Eating feels good. Should we not nourish ourselves? Breastfeeding feels good. Should I not feed my child? Hobbies feel good. Should we not create? Singing and dancing feel good. Should we not enjoy music and dance? Movement feels good. Should we not exercise, work, and walk our dogs? Water feels good. Should we not bathe? Watching things grow feels good. Should we not invest in the future?

We are designed to pursue things that feel good. Your position assumes that things that feel good to you are inherently at the expense of someone else and therefore girls enjoying their sexual sexual selves is dangerous. It is not. We have sex because it feels good, but there are other benefits beyond procreation. It is a key factor to our survival as a species. In binds us together as a cooperative species.

It’s not “leading boys on”. Males enjoy sex too. They benefit from it as well; it’s not some psychological punishment inflicted upon them. Consent and context matter.

● **Data supplied**:
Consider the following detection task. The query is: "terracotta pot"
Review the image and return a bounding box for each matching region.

* * *

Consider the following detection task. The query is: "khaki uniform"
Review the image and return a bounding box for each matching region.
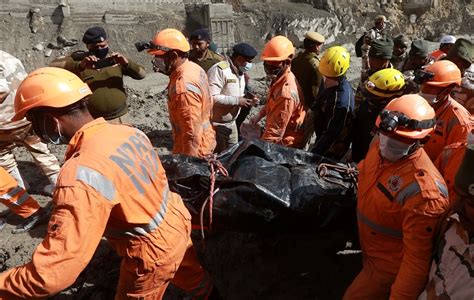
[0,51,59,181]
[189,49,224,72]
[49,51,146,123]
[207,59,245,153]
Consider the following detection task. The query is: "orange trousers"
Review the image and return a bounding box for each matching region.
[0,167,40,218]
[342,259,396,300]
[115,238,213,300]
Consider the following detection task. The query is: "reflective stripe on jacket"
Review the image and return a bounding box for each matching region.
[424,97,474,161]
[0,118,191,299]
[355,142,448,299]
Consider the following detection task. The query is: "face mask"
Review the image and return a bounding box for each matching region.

● **Direction 1**:
Decide whether each statement below agrees with the text on pleasure, answering yes or no and quoting the exact words of that text that settle it. (a) The text on pleasure says singing and dancing feel good. (b) The text on pleasure holds that only females benefit from sex. (c) The text on pleasure claims that consent and context do not matter.
● **Direction 2**:
Carry the text on pleasure forward from its last sentence.

● **Expected answer 1**:
(a) Yes: "Singing and dancing feel good."
(b) No: "Males enjoy sex too. They benefit from it as well"
(c) No: "Consent and context matter."

● **Expected answer 2**:
Further, males don’t actually have to be present for girls to enjoy their sexual selves. Females don’t have to be present for boys to enjoy their sexual selves. One does not even have to be actively having sex to enjoy your sexual self.

It’s nothing to fear and nothing to hate so long as you keep it healthy and within the bounds of consent.

This article was focused on one point in time, the first conversation of many, to a small child on the road to maturity, including sexual maturity. Believe me, there will be other discussions, including appropriateness, moderation, and safety. That’s over this kid’s head right now, he/she is too young to understand. Talk things out your way, too much too soon, and the kid will end up hating himself/herself and his/her body. How is that good for anyone?